● **The exercise**
Could you copy every line of the listing below word for word, without changing anything?

● **Records to use**
==============================
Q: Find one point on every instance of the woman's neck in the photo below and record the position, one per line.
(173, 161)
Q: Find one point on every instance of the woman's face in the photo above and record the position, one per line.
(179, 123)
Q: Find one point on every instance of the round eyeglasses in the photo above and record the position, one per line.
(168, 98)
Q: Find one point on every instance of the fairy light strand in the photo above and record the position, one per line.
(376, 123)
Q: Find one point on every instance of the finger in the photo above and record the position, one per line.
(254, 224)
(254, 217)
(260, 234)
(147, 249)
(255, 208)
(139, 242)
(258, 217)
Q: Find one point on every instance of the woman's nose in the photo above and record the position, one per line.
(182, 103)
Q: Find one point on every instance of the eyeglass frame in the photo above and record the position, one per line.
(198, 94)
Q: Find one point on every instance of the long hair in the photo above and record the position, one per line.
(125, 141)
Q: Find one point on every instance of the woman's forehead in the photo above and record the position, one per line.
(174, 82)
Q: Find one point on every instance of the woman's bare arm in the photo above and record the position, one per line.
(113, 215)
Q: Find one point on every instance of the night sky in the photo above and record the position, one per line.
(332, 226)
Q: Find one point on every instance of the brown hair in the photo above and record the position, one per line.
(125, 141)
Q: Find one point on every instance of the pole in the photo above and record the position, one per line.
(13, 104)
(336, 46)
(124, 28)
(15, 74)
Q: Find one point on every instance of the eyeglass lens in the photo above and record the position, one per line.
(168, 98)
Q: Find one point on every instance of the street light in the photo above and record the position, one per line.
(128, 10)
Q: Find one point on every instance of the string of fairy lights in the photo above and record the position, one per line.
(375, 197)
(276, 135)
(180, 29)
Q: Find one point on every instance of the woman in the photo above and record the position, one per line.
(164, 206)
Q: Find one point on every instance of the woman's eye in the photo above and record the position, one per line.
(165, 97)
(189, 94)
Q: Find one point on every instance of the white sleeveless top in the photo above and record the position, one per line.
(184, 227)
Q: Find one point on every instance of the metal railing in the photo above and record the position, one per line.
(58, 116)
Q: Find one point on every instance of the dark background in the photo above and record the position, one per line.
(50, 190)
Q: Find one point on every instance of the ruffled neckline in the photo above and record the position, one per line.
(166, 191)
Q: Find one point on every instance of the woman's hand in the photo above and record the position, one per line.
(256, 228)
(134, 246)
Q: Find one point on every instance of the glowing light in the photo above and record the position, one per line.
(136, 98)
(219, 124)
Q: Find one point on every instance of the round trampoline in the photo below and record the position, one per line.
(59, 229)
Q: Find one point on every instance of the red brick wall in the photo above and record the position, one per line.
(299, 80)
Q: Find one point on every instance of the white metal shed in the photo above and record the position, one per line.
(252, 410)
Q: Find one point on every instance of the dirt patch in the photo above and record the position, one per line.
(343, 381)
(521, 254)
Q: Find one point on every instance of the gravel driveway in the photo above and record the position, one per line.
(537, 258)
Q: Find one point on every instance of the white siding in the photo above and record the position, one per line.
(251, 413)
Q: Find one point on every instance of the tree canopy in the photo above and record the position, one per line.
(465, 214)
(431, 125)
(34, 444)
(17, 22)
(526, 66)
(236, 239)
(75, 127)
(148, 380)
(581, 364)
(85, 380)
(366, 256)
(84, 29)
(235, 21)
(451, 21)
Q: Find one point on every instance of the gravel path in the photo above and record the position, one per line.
==============================
● **Worked solution**
Q: Find one point on every instance of the woman's neck in the photo below and record the position, one per line.
(173, 161)
Q: Find one point on every instance of the woman's face in the photo above and record the position, one per line.
(179, 123)
Q: Find one point on every instance of the round eyeglasses in the photo above and record the position, one per line.
(168, 98)
Q: Find one point on every instance of the fairy light strand in the photo above and record the position, one per line.
(376, 123)
Q: Find one point on every instance of the finger in the photo above and record the position, one per line.
(254, 224)
(254, 217)
(260, 234)
(147, 249)
(255, 208)
(139, 242)
(258, 217)
Q: Find one point on every instance of the woman's nose in the photo above and record the position, one per line.
(182, 103)
Q: Find one point on every instance of the eyeglass frame in the photo above and record the position, one per line.
(198, 94)
Q: Find one point on every instance of the long hair in the photo above and record the position, one per line.
(125, 141)
Q: Find one point on every instance of the woman's forehead in the photo above and record the position, one per line.
(174, 82)
Q: Find one point on every instance of the woman's bare arm in the photo above and record the position, one per line.
(113, 215)
Q: Find one point on every instance of the night sky in the photo above and record the position, one per line.
(332, 226)
Q: Find one point on every instance of the brown hair in the photo above and record the position, one per line.
(125, 141)
Q: Find one point on every instance of the pole in the photo above and record the position, one per line.
(13, 104)
(336, 46)
(124, 28)
(15, 74)
Q: Find one point on every instance of the eyeglass lens in the photo above and record the position, one per line.
(168, 98)
Q: Find one point on every instance of the street light in the photo above and record the position, one per line.
(128, 10)
Q: Find one point on every instance of the string of fairy lights in the photo above and record the position, one per line.
(375, 197)
(276, 135)
(180, 29)
Q: Find one point on every instance of the woman in the photo above and record the position, one per line.
(164, 206)
Q: Find one point on every instance of the woman's eye in the photo above and record the position, one per line.
(165, 97)
(189, 94)
Q: Find one point on every instance of the white sleeveless top in the photo above and record the position, one per line.
(184, 227)
Q: Find one point on every instance of the metal railing in the photo above and record the position, one per line.
(58, 116)
Q: Find one point on every instance of the dark background in the photo above and record the position, one per line.
(50, 190)
Q: Find one point on every instance of the ruffled neckline in the photo above and record the position, one per line.
(166, 191)
Q: Find one point on every instance of the woman's hand in the photo above and record the position, one per line.
(256, 228)
(134, 246)
Q: Find one point on every instance of the glowing light in the photo above and record the position, one per line.
(136, 98)
(219, 124)
Q: Find one point on every instance of the round trampoline in the photo below and record the position, one per line.
(59, 229)
Q: Find one point on every instance of the red brick wall in the photo above and record the position, one per line.
(299, 80)
Q: Find one point on every instance of the white metal shed in the photo above and record the position, one per line.
(252, 410)
Q: Find one point on every instance of the dirt patch in the photo above and record the position, one per line.
(343, 381)
(521, 254)
Q: Find one point on every instance of the gravel driveway in the photo above and record the position, one per line.
(537, 258)
Q: Find one point on every instance of the white siding in the photo above and record the position, one per line.
(251, 413)
Q: Find one point on every instance of the tree canopy in the photo above and record the position, one per line.
(465, 214)
(431, 125)
(34, 444)
(17, 22)
(526, 66)
(236, 239)
(75, 127)
(148, 380)
(581, 364)
(85, 380)
(366, 256)
(84, 29)
(235, 21)
(451, 21)
Q: Find one point on every instance of the gravel path in the photo above and record the position, one per line.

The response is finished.